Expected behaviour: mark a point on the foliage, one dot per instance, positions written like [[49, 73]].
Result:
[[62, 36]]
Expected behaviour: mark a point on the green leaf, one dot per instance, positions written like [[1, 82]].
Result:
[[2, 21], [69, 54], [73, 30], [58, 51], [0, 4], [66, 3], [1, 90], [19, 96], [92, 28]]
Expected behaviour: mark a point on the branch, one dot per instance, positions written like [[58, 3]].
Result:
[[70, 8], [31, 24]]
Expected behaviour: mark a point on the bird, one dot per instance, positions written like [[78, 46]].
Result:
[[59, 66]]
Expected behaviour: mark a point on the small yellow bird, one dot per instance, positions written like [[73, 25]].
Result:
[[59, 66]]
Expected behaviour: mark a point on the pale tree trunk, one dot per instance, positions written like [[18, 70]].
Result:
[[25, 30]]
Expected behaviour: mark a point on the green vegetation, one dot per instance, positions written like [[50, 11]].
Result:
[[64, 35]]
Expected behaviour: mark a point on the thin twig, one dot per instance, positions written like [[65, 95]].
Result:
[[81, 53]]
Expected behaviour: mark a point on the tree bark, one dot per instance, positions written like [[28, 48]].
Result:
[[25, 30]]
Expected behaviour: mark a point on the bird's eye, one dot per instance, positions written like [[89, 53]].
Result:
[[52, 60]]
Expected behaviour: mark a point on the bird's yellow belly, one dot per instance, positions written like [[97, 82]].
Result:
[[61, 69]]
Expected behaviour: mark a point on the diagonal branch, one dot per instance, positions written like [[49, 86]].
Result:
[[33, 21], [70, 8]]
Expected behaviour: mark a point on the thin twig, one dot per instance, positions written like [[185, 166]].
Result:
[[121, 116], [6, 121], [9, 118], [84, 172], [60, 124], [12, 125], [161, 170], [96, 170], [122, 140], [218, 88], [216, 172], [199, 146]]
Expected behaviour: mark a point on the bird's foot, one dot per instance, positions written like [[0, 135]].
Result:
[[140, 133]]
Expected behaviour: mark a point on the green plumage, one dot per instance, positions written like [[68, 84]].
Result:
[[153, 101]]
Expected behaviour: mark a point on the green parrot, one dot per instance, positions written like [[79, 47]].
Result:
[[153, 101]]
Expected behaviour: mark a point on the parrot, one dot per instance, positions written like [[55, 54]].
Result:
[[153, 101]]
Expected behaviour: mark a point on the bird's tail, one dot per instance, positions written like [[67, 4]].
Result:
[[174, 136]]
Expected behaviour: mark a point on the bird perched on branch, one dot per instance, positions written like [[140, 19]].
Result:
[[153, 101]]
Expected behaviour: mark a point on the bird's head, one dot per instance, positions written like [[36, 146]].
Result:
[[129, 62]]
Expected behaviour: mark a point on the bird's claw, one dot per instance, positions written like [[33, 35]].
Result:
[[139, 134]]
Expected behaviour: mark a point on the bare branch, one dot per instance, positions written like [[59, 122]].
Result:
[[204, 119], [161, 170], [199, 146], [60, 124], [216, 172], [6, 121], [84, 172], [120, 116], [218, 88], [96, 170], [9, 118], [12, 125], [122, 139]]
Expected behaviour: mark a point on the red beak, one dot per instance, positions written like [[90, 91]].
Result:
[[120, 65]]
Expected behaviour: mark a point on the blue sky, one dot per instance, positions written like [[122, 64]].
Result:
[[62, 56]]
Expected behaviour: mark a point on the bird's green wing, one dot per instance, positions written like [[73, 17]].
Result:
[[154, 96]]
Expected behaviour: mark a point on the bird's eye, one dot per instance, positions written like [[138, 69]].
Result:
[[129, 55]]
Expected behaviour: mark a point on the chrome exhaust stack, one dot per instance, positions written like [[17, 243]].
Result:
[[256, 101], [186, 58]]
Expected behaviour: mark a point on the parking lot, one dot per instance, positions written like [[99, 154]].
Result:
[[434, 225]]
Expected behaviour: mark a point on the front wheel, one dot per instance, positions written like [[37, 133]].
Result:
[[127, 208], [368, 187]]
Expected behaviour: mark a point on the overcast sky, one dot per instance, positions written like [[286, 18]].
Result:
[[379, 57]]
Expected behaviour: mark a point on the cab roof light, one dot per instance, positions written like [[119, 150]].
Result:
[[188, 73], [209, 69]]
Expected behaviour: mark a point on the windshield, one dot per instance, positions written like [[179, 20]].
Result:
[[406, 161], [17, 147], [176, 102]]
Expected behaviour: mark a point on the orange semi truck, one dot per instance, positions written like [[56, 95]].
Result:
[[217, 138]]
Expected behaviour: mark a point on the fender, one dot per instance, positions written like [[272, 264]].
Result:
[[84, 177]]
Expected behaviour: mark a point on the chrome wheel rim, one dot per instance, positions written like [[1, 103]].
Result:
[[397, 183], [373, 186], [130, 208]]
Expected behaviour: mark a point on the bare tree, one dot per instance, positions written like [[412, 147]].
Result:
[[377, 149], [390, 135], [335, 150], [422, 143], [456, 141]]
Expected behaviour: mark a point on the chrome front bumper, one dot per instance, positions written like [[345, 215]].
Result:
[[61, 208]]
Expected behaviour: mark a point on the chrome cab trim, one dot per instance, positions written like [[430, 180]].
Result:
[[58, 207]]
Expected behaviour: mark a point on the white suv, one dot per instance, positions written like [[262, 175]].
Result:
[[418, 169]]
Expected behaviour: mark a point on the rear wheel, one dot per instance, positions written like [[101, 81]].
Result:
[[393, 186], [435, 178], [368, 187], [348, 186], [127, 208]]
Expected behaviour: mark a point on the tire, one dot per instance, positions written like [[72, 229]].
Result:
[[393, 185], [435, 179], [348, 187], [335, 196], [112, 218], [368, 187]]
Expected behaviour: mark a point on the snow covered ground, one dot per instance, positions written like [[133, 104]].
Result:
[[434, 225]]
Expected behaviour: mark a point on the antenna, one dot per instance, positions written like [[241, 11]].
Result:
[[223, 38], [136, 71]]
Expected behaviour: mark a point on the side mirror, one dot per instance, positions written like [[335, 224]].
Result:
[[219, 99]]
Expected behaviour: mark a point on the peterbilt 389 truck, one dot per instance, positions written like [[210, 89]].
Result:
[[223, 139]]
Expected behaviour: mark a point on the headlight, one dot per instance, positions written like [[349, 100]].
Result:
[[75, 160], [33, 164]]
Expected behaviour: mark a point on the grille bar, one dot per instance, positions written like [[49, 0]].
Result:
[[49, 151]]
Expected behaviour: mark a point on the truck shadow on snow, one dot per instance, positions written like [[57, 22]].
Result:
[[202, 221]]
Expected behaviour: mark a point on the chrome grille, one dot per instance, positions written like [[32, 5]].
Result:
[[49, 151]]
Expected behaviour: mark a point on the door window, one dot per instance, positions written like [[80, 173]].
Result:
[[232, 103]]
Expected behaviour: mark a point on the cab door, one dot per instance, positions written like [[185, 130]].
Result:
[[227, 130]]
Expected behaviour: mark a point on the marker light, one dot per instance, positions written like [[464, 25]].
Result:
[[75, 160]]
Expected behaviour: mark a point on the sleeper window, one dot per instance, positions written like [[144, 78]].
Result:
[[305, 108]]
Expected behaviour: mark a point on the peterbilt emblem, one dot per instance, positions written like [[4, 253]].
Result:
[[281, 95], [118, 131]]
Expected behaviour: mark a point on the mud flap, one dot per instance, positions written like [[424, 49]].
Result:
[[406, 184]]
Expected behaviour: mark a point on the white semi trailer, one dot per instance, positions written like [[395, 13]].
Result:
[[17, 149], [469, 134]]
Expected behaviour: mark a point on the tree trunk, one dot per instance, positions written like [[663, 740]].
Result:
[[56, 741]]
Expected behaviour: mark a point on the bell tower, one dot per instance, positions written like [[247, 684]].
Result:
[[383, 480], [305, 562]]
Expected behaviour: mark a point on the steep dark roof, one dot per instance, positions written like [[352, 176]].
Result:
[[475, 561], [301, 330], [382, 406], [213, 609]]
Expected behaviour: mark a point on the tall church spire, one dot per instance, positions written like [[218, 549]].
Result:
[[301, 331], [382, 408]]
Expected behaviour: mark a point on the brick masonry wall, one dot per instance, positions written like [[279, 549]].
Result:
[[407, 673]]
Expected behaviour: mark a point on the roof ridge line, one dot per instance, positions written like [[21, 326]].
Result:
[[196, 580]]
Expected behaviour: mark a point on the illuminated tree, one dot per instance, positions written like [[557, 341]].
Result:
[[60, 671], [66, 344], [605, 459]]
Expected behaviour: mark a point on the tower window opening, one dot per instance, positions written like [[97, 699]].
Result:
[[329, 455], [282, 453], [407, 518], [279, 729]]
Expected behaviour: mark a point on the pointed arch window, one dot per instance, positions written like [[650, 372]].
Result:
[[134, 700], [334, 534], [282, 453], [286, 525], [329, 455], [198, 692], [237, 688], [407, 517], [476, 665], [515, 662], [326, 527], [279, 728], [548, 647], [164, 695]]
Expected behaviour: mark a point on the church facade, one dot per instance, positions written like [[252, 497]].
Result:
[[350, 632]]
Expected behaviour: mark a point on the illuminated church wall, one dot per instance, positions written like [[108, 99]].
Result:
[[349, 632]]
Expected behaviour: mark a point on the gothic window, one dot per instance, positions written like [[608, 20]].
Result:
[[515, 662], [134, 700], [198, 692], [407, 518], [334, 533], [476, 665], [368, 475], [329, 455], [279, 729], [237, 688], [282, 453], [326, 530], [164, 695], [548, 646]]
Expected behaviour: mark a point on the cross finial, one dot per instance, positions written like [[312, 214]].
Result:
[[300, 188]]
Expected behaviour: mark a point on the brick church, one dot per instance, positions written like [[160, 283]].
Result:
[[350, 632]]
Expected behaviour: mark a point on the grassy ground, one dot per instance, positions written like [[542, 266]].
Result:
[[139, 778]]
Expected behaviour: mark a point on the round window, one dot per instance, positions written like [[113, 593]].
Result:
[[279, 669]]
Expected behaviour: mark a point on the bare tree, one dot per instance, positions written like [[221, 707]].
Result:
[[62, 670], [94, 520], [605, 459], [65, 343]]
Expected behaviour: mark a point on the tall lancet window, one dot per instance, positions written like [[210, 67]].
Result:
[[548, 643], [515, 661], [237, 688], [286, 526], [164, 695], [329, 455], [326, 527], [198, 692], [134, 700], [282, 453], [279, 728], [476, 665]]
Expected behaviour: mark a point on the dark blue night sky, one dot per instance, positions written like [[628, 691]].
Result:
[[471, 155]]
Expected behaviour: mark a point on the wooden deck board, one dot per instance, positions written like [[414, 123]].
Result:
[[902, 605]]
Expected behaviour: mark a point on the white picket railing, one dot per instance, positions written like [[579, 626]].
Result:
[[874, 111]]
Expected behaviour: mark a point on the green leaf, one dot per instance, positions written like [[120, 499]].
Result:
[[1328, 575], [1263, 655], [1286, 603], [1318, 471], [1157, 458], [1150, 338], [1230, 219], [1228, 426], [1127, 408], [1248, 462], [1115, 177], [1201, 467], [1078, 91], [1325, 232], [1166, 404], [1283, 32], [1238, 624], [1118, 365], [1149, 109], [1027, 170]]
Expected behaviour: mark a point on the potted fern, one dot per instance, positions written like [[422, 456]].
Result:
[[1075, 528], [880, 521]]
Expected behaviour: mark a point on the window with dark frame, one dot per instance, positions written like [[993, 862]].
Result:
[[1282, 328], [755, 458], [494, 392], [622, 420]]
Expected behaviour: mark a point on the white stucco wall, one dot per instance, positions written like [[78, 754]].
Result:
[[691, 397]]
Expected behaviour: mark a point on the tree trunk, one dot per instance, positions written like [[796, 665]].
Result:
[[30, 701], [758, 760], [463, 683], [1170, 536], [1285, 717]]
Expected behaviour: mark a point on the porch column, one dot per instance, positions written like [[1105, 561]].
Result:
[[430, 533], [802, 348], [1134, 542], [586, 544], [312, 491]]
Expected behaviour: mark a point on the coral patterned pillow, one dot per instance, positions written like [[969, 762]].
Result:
☆ ☆ ☆
=== Exercise instructions ===
From the first line of the records through the line with "Expected behaviour: mark a point on the diagonal", retype everything word for word, including both ends.

=== Solution below ===
Expected behaviour: mark a point on the foliage, one dot per instance, positions written like [[49, 73]].
Result:
[[62, 36]]
Expected behaviour: mark a point on the green leaf, one dot per instance, positions written like [[1, 82]].
Result:
[[2, 21], [69, 54], [73, 30], [58, 51], [0, 4], [66, 3], [1, 90], [19, 96], [92, 28]]
Expected behaviour: mark a point on the branch, one dot per instance, positions written like [[58, 3]].
Result:
[[70, 8], [31, 24]]
Expected behaviour: mark a point on the bird, one dot per instance, positions written like [[78, 46]].
Result:
[[59, 66]]
Expected behaviour: mark a point on the small yellow bird, one dot per instance, positions written like [[73, 25]].
Result:
[[59, 66]]
Expected behaviour: mark a point on the pale tree trunk, one dot per instance, positions written like [[18, 70]].
Result:
[[25, 30]]
Expected behaviour: mark a point on the green vegetation, one dot per instance, positions written like [[50, 11]].
Result:
[[64, 35]]
Expected behaviour: mark a point on the thin twig, one dot per instance, positions written like [[65, 95]].
Result:
[[81, 53]]
Expected behaviour: mark a point on the tree bark, one dot per instance, positions written like [[28, 48]].
Result:
[[25, 30]]
Expected behaviour: mark a point on the bird's eye, one dot per instance, positions written like [[89, 53]].
Result:
[[52, 60]]
Expected behaviour: mark a point on the bird's yellow belly, one dot per instance, positions written like [[97, 82]].
Result:
[[61, 69]]
Expected behaviour: mark a point on the diagonal branch, one dot per instance, positions written like [[49, 86]].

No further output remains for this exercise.